Rescale the data below, beginning at its first line and stopping after the line that contains "[189,183,211,252]". Reproduce every line in that span, the get_boxes lines included, but multiply each box coordinate by 1.45 and round it to a whole number, with halves rounded up.
───── Records to use ─────
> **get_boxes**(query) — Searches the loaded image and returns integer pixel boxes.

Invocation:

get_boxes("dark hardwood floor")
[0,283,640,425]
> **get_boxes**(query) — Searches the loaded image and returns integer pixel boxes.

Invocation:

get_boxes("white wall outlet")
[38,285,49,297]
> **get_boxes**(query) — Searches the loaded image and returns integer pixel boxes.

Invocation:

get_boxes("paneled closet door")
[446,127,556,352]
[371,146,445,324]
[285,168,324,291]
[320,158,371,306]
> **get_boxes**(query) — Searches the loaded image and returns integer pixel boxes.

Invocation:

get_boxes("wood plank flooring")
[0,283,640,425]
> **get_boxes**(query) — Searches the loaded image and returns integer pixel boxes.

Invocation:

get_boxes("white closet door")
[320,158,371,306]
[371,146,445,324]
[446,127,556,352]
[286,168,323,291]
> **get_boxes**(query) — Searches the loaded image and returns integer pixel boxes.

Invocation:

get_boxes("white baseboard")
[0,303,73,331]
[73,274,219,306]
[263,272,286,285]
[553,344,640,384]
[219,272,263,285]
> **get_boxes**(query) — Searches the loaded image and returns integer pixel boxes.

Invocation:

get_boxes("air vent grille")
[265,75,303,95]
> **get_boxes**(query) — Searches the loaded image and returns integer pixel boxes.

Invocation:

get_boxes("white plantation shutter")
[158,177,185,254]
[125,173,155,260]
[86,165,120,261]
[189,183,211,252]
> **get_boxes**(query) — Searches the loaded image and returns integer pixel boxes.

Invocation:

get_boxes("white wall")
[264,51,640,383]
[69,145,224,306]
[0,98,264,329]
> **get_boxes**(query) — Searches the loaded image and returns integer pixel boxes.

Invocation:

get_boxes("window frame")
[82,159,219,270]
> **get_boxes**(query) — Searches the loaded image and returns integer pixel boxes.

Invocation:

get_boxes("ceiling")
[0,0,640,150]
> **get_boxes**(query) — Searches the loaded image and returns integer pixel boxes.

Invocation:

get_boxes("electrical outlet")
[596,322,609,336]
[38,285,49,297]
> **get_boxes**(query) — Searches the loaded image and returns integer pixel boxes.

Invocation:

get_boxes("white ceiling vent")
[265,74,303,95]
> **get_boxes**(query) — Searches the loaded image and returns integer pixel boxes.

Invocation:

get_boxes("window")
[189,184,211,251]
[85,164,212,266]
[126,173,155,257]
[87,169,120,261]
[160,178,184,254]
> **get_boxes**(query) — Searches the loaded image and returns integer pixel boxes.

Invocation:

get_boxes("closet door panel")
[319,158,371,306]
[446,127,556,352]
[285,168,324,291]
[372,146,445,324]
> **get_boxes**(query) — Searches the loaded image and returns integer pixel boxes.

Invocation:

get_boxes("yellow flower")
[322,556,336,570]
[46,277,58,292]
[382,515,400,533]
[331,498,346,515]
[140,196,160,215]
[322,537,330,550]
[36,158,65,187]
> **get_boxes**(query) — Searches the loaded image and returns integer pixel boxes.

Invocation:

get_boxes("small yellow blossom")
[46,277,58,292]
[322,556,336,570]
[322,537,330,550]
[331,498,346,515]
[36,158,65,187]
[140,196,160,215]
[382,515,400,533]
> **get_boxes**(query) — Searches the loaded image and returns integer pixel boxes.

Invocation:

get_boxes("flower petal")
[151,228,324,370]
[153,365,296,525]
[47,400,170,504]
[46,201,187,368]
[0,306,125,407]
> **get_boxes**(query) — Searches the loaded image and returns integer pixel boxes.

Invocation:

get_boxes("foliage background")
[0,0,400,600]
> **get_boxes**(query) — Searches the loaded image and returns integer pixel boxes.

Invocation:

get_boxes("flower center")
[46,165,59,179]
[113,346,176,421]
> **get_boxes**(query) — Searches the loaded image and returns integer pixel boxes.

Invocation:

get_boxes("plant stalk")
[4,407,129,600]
─────
* Result of this exercise *
> **get_boxes**(query) — Searches the loaded image and returns integer pixel boxes.

Invocation:

get_boxes("dark hardwood floor")
[0,410,928,616]
> **get_boxes**(query) — Searches the loaded image and returns integer pixel boxes.

Invocation:

get_boxes("white wall outlet")
[55,413,71,431]
> **get_boxes**(query) — Searches the loaded image and returns integer pixel boxes.

Invocation:

get_boxes("paneled closet door")
[647,184,806,510]
[538,212,645,470]
[413,244,470,422]
[464,229,538,444]
> **get_boxes**(query) — Searches the loaded image and returns integer pixel boxes.

Invocation:

get_boxes("wood plank flooring")
[0,410,928,616]
> **get_boxes**(query) — Searches the loaded image and returns integer pixel boxes.

Invocation:

get_boxes("white closet door")
[464,229,538,444]
[538,212,645,470]
[647,184,806,510]
[415,244,468,422]
> **get_boxes**(query) — Searches the loaded image and returns integer pixel boxes.

Invocation:

get_boxes("white baseboard")
[0,439,106,480]
[106,397,318,444]
[381,394,415,413]
[802,499,928,557]
[318,394,381,413]
> **get_boxes**(query) — Searches the loaded image and returns integer pixel boxes.

Invocation:

get_boxes("air vent grille")
[384,109,439,138]
> **get_boxes**(query) — Searches the loaded image and returns integer pixel boxes.

Invocation:

get_boxes("white plantation shutter")
[229,257,268,368]
[181,251,225,377]
[125,239,174,378]
[274,265,306,365]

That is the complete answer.